• [TESTO FORNITO]:
┌──

PARMA – I dati emersi a Parma nel workshop "Effetti dei cambiamenti climatici sul bacino del Po", non devono dar luogo a politiche di emergenza, ma a una pianificazione a scala di bacino idrografico per ridurre la frammentarietà delle competenze e gestire in modo sostenibile e programmato la risorsa acqua.
La situazione è critica, secondo il WWF Italia, non tanto o non solo per la ‘siccità’ odierna o prevista, ma per la ormai cronica alterazione degli equilibri idrogeologici ed ambientali. Un aiuto però potrebbe venire dalla corretta applicazione della Direttiva quadro ‘Acqua’, per la quale l’Italia, purtroppo, ha in corso due procedimenti d’infrazione da parte della Commissione Europea.

Ma dov’è finita l’acqua del Po? Lo scorso anno il dossier del WWF il dossier ‘Bacino del Po. Quale siccità?’ confermava la riduzione delle portate del Po a causa di una diminuzione delle nevicate negli ultimi decenni che, con poche eccezioni, ha colpito l’intero settore meridionale delle Alpi, senza particolari distinzioni geografiche o altimetriche. Il valore di decremento medio delle precipitazioni nevose del 18,7 %, valido per le 35 stazioni, prese in considerazione dallo studio WWF, e confermato da ulteriori studi successivi di vari enti, si può ritenere valido per larga parte dei settori alpini meridionali posti tra i 1000 e i 2500 metri di quota. Più in specifico, l’analisi del WWF ha mostrato come le località di bassa quota abbiano subito i decrementi proporzionalmente più consistenti, con punte di contrazione vicine o superiori al 40%.

└──

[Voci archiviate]
┌──

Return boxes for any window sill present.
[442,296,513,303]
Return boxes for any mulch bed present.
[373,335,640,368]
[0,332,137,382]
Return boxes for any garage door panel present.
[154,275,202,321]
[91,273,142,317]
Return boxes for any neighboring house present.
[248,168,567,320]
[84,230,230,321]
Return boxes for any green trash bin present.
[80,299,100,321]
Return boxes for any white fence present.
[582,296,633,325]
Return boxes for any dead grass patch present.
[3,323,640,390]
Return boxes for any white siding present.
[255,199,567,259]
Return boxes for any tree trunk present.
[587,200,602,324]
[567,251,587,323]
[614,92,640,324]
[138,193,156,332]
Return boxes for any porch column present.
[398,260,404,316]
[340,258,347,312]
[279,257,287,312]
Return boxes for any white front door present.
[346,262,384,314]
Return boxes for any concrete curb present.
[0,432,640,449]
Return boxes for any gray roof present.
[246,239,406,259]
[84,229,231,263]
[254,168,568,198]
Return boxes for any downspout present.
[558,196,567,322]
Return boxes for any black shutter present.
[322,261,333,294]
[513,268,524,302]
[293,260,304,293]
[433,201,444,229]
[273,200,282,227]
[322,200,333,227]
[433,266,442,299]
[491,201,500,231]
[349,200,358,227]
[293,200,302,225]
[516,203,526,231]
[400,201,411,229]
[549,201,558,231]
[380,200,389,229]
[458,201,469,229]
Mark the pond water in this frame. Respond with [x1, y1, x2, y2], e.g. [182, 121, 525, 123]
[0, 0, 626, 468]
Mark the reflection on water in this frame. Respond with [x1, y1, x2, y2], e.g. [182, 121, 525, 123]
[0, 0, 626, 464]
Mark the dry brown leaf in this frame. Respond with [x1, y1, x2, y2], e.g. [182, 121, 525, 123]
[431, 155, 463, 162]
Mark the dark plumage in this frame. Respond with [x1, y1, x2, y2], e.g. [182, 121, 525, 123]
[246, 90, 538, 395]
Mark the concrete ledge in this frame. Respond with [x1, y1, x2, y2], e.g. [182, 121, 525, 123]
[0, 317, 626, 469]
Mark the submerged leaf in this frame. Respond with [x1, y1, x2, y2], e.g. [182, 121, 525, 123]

└──

• [CONSEGNA]: Trascrivi alla lettera il tratto del testo sul bacino del Po che si apre con le parole "Ma dov’è finita" e si chiude con "superiori al 40%.".

• [RISPOSTA]:
Ma dov’è finita l’acqua del Po? Lo scorso anno il dossier del WWF il dossier ‘Bacino del Po. Quale siccità?’ confermava la riduzione delle portate del Po a causa di una diminuzione delle nevicate negli ultimi decenni che, con poche eccezioni, ha colpito l’intero settore meridionale delle Alpi, senza particolari distinzioni geografiche o altimetriche. Il valore di decremento medio delle precipitazioni nevose del 18,7 %, valido per le 35 stazioni, prese in considerazione dallo studio WWF, e confermato da ulteriori studi successivi di vari enti, si può ritenere valido per larga parte dei settori alpini meridionali posti tra i 1000 e i 2500 metri di quota. Più in specifico, l’analisi del WWF ha mostrato come le località di bassa quota abbiano subito i decrementi proporzionalmente più consistenti, con punte di contrazione vicine o superiori al 40%.